**Problem**
In the listing, take everything from the line with "det: boat wake | locate" down to the line with "top-left (0, 38), bottom-right (384, 60)" and write it out again, swapping each "locate" for "find" and changing nothing else.

# Start of Supplied material

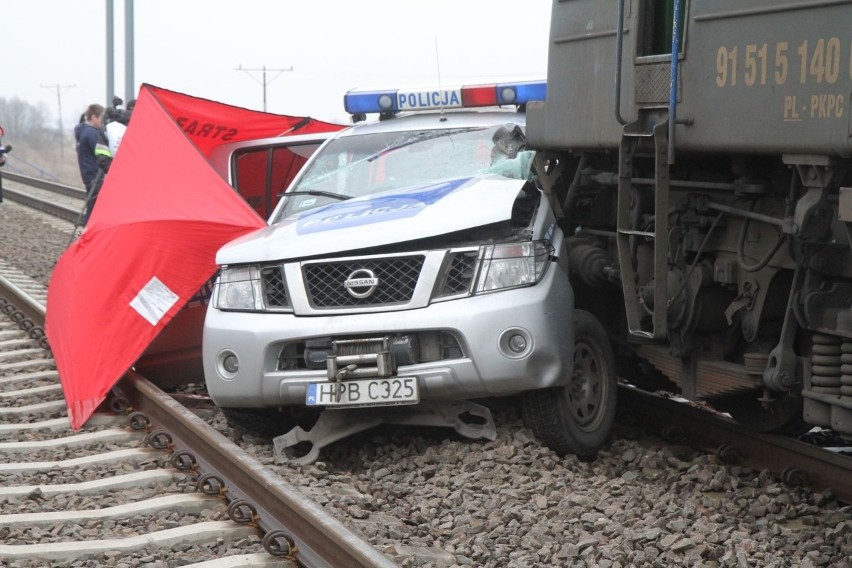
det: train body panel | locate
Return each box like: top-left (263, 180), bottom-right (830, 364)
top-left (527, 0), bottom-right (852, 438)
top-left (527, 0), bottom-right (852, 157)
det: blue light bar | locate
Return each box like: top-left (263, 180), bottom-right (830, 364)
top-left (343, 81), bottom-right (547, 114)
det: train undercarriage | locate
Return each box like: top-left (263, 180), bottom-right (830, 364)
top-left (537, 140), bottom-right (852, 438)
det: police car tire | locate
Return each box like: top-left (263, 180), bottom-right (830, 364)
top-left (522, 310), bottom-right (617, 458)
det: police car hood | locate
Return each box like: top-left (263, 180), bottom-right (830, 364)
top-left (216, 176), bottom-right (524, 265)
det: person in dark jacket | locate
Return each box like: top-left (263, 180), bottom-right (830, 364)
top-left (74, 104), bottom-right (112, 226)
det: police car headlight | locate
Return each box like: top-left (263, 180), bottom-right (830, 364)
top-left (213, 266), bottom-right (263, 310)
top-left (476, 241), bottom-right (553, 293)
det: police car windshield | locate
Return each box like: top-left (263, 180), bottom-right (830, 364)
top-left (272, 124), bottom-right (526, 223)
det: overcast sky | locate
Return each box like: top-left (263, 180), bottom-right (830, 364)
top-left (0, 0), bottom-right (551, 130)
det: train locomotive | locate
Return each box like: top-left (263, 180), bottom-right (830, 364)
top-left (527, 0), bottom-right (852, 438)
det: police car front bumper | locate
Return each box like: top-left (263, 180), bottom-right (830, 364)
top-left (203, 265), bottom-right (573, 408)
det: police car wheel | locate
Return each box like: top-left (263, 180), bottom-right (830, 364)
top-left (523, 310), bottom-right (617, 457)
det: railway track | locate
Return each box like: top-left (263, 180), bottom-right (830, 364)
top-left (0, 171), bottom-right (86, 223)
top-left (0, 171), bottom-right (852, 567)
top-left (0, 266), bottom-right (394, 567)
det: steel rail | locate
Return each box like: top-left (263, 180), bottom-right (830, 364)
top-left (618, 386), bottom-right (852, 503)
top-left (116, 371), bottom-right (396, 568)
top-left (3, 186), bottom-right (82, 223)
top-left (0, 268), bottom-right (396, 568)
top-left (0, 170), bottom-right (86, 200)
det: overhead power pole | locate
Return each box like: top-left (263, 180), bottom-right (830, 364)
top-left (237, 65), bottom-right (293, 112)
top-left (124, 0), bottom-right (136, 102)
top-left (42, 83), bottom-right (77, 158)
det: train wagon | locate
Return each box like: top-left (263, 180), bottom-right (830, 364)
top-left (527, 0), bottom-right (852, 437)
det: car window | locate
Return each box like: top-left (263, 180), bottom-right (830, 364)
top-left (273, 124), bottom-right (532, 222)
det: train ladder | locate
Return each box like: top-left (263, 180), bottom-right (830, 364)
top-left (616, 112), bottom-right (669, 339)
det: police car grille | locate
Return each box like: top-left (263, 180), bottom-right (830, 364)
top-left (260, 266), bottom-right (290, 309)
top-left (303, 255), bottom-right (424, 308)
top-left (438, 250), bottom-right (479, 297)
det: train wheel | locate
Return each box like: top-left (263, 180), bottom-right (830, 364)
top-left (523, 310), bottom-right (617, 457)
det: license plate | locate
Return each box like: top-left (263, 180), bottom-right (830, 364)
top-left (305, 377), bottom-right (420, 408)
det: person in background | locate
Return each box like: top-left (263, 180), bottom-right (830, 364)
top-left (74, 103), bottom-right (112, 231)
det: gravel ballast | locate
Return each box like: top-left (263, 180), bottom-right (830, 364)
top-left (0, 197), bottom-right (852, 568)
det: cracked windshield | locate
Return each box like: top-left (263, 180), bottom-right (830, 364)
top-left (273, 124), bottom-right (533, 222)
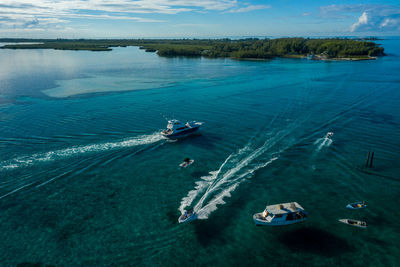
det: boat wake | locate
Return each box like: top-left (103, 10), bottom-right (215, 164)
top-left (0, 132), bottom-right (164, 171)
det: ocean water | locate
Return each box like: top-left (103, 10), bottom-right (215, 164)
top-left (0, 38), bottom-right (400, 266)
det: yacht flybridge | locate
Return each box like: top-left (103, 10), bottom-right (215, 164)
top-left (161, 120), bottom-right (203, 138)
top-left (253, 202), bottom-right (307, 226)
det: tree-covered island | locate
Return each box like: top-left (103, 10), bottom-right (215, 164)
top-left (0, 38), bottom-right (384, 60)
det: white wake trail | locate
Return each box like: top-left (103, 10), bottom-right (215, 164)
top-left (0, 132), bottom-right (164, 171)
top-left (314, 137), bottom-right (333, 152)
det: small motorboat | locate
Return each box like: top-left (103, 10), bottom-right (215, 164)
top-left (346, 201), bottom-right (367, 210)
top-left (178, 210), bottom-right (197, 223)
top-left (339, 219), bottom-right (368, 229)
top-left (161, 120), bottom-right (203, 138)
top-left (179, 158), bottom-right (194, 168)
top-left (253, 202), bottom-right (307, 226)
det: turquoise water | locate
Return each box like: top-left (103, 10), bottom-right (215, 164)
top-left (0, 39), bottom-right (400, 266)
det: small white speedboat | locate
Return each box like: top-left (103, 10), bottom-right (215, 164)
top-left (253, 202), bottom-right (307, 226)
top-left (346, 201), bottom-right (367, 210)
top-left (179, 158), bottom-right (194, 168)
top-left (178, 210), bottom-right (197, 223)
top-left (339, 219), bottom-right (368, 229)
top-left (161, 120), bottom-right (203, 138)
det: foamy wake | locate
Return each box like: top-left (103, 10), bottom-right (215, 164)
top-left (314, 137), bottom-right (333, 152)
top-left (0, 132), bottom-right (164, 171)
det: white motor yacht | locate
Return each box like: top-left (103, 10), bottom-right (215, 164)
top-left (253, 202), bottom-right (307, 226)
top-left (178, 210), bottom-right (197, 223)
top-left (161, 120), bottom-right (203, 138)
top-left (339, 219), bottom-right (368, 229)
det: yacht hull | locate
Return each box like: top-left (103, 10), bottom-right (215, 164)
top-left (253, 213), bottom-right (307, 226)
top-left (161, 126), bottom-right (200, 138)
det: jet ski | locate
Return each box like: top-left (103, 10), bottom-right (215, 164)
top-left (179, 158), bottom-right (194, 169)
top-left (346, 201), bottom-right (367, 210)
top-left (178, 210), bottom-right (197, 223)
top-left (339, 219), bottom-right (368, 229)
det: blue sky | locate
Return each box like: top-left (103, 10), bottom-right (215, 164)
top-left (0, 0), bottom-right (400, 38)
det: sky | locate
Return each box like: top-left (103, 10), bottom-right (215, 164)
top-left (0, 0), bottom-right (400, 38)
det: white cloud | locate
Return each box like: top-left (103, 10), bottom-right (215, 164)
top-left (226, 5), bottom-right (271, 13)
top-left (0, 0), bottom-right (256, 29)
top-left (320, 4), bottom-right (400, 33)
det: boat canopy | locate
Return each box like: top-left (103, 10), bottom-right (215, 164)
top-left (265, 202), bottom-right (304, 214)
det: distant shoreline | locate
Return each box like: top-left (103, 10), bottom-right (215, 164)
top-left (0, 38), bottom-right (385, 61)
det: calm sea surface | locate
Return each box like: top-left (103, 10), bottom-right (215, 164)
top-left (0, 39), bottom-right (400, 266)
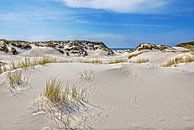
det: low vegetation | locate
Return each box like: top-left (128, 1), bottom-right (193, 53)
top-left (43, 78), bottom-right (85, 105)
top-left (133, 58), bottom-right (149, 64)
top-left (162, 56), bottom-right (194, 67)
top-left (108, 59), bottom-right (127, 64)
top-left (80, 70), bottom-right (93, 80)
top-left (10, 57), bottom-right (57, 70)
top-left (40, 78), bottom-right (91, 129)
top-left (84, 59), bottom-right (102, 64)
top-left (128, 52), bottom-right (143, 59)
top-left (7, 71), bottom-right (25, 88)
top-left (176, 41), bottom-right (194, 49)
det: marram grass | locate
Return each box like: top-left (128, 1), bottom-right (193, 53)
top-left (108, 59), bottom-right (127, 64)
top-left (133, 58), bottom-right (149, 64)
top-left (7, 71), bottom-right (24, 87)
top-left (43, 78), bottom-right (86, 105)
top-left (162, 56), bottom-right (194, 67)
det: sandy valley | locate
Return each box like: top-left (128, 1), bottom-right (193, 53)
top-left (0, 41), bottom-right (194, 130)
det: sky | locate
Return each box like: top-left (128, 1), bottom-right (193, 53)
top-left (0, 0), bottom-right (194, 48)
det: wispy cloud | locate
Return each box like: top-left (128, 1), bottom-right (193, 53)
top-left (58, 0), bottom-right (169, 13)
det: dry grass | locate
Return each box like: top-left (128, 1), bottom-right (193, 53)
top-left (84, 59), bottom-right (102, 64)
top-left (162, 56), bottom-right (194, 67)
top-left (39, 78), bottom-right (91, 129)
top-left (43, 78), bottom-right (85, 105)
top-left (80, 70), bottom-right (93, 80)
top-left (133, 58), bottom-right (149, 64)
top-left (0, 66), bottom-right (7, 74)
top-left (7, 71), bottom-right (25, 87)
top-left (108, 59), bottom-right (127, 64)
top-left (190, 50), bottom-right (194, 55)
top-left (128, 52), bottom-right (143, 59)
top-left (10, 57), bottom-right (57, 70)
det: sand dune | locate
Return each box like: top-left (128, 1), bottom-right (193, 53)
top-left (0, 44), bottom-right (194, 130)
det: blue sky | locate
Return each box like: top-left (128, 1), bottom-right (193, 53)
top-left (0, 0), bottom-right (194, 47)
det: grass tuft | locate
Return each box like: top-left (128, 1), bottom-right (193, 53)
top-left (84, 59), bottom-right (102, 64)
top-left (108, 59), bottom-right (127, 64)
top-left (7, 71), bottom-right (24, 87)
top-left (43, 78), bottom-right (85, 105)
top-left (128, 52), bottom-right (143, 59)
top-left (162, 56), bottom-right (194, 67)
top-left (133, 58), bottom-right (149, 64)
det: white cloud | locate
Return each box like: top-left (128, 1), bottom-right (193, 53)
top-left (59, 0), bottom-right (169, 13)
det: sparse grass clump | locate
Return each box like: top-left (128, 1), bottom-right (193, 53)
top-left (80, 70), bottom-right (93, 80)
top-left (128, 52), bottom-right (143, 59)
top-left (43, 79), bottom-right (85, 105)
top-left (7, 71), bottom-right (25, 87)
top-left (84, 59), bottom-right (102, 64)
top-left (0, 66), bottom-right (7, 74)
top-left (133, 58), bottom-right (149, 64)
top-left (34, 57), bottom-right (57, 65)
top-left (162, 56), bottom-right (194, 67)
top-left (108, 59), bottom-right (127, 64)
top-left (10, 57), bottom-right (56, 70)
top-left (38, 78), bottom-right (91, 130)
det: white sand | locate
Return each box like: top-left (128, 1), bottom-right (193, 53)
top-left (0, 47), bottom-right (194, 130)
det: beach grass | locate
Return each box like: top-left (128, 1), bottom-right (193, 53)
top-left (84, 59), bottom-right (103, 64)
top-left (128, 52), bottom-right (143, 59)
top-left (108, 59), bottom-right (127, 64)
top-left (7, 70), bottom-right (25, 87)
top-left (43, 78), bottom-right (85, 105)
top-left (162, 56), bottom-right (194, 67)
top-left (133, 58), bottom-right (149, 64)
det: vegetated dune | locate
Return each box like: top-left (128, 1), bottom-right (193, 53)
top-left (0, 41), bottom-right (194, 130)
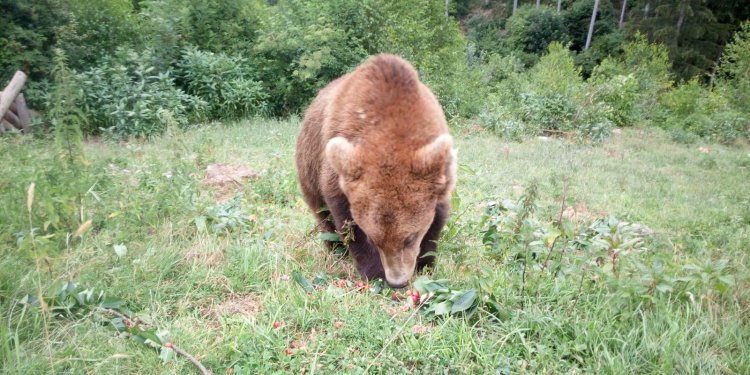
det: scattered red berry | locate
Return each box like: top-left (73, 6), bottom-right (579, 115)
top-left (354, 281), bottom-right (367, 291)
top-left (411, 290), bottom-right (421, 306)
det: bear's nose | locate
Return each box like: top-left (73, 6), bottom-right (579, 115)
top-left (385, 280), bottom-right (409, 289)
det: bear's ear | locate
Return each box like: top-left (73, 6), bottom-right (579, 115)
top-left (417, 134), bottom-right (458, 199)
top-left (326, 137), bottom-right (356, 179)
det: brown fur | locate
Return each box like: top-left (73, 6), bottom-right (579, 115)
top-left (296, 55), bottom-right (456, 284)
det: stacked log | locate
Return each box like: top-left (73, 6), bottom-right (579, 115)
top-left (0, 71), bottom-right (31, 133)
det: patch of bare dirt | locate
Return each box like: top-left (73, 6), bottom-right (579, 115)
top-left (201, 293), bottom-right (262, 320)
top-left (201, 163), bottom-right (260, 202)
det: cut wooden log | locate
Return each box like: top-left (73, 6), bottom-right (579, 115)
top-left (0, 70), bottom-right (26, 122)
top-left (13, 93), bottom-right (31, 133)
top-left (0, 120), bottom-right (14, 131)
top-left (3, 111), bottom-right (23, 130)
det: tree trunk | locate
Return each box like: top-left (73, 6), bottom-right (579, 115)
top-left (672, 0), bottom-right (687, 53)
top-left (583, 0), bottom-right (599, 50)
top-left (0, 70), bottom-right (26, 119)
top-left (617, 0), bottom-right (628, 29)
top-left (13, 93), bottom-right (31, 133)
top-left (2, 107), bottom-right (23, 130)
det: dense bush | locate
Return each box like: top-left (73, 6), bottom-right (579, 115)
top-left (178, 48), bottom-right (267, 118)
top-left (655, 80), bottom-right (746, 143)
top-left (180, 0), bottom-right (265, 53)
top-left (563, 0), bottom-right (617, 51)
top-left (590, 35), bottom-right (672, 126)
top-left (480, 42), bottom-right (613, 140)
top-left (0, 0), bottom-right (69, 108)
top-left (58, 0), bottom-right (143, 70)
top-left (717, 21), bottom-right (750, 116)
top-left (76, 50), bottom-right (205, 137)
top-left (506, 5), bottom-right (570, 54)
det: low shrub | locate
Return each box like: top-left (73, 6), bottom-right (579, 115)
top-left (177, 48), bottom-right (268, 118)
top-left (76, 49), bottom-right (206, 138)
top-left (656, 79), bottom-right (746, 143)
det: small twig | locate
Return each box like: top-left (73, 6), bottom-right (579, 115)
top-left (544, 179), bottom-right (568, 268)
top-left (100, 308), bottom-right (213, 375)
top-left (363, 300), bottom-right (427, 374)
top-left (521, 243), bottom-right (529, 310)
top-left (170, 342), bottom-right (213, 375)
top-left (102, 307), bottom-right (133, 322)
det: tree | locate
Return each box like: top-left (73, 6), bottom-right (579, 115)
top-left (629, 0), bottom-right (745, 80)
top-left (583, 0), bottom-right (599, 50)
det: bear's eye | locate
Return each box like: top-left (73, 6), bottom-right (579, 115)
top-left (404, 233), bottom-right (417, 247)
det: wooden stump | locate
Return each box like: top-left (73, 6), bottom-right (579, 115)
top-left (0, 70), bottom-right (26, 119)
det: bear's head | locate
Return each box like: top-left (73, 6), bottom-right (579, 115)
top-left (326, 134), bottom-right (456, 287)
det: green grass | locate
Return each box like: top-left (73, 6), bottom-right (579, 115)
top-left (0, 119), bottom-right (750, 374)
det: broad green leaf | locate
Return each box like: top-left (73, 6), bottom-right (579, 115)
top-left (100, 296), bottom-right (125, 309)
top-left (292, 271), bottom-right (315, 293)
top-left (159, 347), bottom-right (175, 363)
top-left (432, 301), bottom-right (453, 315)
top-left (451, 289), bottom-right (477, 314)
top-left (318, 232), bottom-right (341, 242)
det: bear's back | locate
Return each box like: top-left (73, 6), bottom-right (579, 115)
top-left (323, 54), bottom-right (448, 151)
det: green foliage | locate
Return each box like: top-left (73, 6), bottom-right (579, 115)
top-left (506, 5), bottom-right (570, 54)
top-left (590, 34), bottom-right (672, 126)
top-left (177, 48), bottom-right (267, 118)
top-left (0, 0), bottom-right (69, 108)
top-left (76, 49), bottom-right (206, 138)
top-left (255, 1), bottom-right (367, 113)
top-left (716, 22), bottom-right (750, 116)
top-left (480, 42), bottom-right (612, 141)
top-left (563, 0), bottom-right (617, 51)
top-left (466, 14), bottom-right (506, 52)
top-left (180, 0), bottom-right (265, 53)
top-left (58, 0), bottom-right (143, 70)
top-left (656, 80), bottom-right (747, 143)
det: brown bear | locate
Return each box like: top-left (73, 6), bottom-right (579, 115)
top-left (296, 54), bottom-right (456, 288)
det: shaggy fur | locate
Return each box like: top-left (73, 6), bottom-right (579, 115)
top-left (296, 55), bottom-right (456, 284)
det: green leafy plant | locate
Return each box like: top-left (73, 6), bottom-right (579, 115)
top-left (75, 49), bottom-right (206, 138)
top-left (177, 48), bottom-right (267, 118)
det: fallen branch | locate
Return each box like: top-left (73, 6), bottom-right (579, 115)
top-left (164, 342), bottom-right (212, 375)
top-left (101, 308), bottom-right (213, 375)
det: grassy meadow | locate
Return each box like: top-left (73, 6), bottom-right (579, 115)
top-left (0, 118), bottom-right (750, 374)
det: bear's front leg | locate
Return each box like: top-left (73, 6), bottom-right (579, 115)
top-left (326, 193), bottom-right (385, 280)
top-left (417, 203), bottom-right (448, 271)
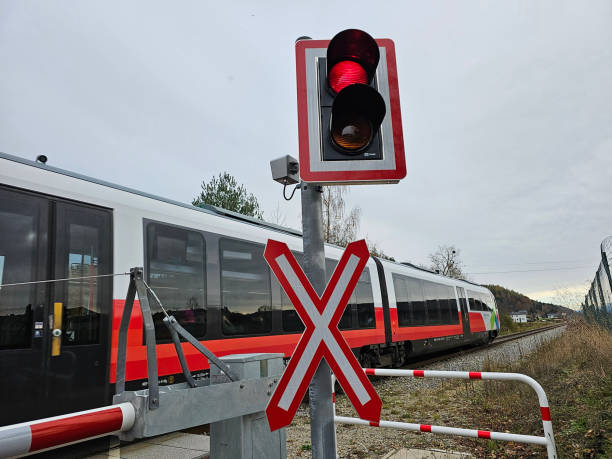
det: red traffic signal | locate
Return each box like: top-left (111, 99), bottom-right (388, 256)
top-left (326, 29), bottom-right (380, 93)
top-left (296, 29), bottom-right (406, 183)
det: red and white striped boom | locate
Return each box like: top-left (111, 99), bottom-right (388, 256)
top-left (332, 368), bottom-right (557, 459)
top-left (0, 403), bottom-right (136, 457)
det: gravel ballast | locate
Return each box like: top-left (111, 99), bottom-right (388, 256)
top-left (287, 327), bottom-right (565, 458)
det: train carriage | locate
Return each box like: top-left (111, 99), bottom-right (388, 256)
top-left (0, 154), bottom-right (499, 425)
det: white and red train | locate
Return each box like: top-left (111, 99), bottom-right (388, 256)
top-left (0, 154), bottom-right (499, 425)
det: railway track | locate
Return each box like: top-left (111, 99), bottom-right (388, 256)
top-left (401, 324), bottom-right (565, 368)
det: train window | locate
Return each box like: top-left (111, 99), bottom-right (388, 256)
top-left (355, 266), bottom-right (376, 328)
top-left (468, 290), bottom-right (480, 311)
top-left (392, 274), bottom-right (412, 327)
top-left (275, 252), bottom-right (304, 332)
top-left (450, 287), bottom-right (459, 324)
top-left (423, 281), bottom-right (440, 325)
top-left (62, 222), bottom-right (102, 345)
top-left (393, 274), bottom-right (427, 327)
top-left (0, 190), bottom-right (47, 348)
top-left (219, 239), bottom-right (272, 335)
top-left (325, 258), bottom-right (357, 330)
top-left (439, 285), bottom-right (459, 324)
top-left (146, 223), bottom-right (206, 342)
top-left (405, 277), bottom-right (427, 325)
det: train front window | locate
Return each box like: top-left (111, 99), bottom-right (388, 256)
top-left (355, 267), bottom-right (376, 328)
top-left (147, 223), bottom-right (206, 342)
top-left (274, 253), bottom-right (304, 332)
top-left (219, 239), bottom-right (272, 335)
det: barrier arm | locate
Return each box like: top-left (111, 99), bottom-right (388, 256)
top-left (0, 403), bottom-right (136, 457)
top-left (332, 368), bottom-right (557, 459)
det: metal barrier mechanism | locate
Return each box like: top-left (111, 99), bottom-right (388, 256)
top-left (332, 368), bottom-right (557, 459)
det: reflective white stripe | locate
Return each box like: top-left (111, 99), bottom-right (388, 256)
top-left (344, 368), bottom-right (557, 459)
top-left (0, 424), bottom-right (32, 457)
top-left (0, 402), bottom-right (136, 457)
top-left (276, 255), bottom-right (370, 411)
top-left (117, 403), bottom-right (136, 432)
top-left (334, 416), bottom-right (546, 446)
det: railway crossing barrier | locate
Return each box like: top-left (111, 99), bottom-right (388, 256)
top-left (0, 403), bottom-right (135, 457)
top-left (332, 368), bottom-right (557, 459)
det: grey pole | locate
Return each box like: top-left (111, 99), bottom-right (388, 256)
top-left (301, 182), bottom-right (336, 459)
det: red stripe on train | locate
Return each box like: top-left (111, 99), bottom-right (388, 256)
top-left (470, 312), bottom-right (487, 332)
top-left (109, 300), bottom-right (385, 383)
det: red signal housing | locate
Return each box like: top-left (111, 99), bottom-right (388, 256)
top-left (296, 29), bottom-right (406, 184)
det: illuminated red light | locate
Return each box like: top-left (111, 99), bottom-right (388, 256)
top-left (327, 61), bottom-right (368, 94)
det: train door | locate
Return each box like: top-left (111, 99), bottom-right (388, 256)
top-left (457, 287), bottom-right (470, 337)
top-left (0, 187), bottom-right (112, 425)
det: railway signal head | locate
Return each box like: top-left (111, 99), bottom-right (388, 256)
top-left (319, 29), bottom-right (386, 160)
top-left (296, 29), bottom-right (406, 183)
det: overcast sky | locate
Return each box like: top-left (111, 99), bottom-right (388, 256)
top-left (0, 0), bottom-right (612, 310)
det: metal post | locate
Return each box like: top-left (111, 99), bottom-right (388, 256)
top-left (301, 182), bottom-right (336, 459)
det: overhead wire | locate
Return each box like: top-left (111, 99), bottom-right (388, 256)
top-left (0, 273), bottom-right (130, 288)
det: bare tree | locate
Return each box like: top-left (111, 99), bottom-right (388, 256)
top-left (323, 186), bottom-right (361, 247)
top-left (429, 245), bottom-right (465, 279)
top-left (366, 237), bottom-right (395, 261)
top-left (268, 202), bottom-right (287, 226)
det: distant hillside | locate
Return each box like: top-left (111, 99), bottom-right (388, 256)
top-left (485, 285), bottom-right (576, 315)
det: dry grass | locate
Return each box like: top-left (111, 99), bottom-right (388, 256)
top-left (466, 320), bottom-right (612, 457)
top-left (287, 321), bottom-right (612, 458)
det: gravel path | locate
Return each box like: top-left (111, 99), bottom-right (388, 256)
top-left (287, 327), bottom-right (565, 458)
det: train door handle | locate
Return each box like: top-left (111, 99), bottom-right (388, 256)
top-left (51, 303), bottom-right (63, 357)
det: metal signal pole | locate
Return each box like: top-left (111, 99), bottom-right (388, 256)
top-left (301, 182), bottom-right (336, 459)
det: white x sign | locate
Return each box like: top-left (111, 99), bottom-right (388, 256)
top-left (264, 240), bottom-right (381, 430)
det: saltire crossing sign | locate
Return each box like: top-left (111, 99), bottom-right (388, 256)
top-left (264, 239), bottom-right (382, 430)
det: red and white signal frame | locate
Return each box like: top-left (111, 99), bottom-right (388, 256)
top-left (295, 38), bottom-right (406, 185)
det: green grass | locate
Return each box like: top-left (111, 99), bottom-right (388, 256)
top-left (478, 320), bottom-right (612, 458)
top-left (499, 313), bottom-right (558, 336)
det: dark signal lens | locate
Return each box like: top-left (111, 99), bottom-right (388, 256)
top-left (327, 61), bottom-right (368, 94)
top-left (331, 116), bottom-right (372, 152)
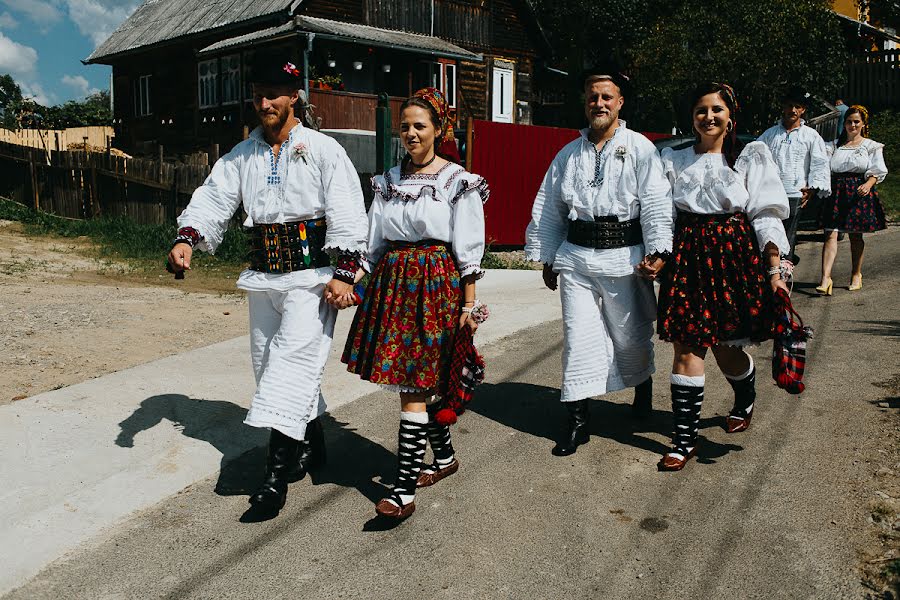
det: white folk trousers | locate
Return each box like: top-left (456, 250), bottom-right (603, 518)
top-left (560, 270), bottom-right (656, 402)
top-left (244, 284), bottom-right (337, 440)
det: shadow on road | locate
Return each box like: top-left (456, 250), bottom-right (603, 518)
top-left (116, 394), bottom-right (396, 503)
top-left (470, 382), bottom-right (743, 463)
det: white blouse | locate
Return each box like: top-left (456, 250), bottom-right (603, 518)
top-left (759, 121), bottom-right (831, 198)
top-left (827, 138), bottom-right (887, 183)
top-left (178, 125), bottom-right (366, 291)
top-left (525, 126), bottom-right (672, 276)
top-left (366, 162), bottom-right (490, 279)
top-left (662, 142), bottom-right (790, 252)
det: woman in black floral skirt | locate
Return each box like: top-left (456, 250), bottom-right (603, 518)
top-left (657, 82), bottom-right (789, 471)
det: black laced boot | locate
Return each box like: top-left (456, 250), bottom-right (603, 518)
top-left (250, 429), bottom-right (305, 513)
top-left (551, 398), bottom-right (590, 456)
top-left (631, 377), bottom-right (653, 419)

# End of Supplied material

**In response**
det: boat wake | find
Return each box like: top-left (103, 10), bottom-right (215, 164)
top-left (0, 132), bottom-right (164, 171)
det: ocean water | find
Return each box like: top-left (103, 10), bottom-right (215, 164)
top-left (0, 38), bottom-right (400, 266)
det: yacht flybridge | find
Return each box like: top-left (103, 10), bottom-right (215, 164)
top-left (161, 120), bottom-right (203, 138)
top-left (253, 202), bottom-right (307, 226)
det: tree-covered island | find
Return each box like: top-left (103, 10), bottom-right (215, 164)
top-left (0, 38), bottom-right (384, 60)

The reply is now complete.